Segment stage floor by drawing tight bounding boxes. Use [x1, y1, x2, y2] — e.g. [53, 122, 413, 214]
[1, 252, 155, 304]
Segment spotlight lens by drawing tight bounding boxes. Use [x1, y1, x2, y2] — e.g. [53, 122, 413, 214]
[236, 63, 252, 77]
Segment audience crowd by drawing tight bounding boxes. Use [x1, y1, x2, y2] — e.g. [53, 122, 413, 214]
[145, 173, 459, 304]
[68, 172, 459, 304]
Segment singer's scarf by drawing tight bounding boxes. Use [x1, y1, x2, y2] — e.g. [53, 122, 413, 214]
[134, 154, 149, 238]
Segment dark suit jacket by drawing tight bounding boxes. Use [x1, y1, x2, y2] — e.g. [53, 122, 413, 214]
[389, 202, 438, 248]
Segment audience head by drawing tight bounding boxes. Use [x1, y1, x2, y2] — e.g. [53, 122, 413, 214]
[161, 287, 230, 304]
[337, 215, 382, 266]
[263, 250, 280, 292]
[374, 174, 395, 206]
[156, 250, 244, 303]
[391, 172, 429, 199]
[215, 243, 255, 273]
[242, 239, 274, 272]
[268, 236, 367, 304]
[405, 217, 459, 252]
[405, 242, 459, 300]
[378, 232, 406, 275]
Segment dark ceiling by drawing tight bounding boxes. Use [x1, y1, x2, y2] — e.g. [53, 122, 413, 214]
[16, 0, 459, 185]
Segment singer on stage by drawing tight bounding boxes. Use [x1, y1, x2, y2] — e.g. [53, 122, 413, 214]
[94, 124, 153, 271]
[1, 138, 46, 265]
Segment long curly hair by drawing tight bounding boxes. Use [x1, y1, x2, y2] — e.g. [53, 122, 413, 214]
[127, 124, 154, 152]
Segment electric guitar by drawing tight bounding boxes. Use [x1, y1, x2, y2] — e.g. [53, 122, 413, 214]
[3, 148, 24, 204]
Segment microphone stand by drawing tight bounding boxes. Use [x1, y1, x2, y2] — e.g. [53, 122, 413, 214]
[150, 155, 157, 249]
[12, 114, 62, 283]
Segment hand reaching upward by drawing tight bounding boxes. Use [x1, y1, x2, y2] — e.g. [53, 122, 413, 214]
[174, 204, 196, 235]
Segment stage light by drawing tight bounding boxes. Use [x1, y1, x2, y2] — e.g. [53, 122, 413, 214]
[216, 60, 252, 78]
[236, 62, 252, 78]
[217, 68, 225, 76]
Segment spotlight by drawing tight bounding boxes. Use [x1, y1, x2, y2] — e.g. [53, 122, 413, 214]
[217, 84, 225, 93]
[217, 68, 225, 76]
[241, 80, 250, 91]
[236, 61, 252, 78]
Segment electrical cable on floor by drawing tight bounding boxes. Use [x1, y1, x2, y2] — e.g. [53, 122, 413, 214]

────────────────────────────────────────

• [What you need to do] Update the material above by replacing each "tight" with "close-fitting". Leave everything else unchanged.

• [Result of the exercise]
Segment stage floor by drawing close-fitting bounding boxes. Use [x1, y1, x2, y2] — e.g. [53, 122, 413, 214]
[1, 252, 155, 304]
Segment spotlight lens by drawing close-fitting bounding boxes. Use [x1, y1, x2, y2] — e.g. [53, 122, 413, 214]
[236, 63, 252, 77]
Segment audience crowd by drawing close-fitting bounding boxes. Use [x1, y1, x2, y2] — e.g. [53, 122, 413, 214]
[145, 173, 459, 304]
[68, 172, 459, 304]
Segment singer's scarf by drawing close-fitting bounding boxes. Use [x1, y1, x2, y2] — e.g. [53, 122, 413, 214]
[134, 154, 149, 238]
Segment dark suit jacket by drawing close-fitting bounding boxes. Use [x1, y1, x2, y2] — e.g. [53, 122, 413, 214]
[389, 202, 438, 248]
Segment audience head by drawing close-fitting bounding boxes. Use [x1, y1, x2, y2] — e.g. [53, 122, 413, 214]
[161, 287, 230, 304]
[337, 215, 382, 266]
[263, 250, 280, 292]
[374, 174, 395, 206]
[156, 250, 244, 303]
[391, 172, 429, 199]
[215, 243, 255, 273]
[242, 239, 274, 272]
[268, 236, 367, 304]
[405, 217, 459, 252]
[405, 242, 459, 300]
[378, 232, 406, 275]
Segment dark ceiling by drawing close-fitting bounding boxes. Use [x1, y1, x2, y2] — e.g. [53, 122, 413, 214]
[16, 0, 459, 185]
Segment singer on stage by drawing close-fitting bounding boxes. Use [x1, y1, x2, y2] — e.g. [53, 122, 413, 214]
[94, 124, 153, 271]
[1, 138, 46, 265]
Segment long curly hair by drawing close-fitting bounding boxes. Use [x1, y1, x2, y2] — e.g. [53, 122, 413, 214]
[127, 124, 154, 152]
Segment electric guitar by drawing close-fitting bounding boxes. Use [x1, y1, x2, y2] — e.g. [53, 122, 413, 214]
[3, 148, 24, 204]
Segment microphone stand by drawing close-fitting bounding boxes. Use [x1, y1, x2, y2] — e.g. [53, 122, 413, 214]
[150, 155, 157, 249]
[12, 114, 62, 283]
Segment hand reaching upward by drawing close-fitting bounding boxes. Use [x1, y1, x2, y2] — e.g. [53, 122, 413, 214]
[174, 204, 196, 235]
Segment stage light by drawing close-fitting bounding boxes. Use [x1, y1, x2, y2] — e.g. [53, 122, 413, 214]
[216, 60, 252, 78]
[236, 62, 252, 78]
[217, 68, 225, 76]
Segment spotlight by drawing close-fitting bounding boxes. Use [x1, y1, x2, y2] — e.g. [53, 122, 413, 214]
[217, 84, 225, 93]
[217, 68, 225, 76]
[241, 80, 250, 91]
[236, 61, 252, 78]
Segment electrical cable on floor by drawing close-fitting bounding boxes. Use [x1, y1, x2, y2] — e.g. [53, 122, 413, 214]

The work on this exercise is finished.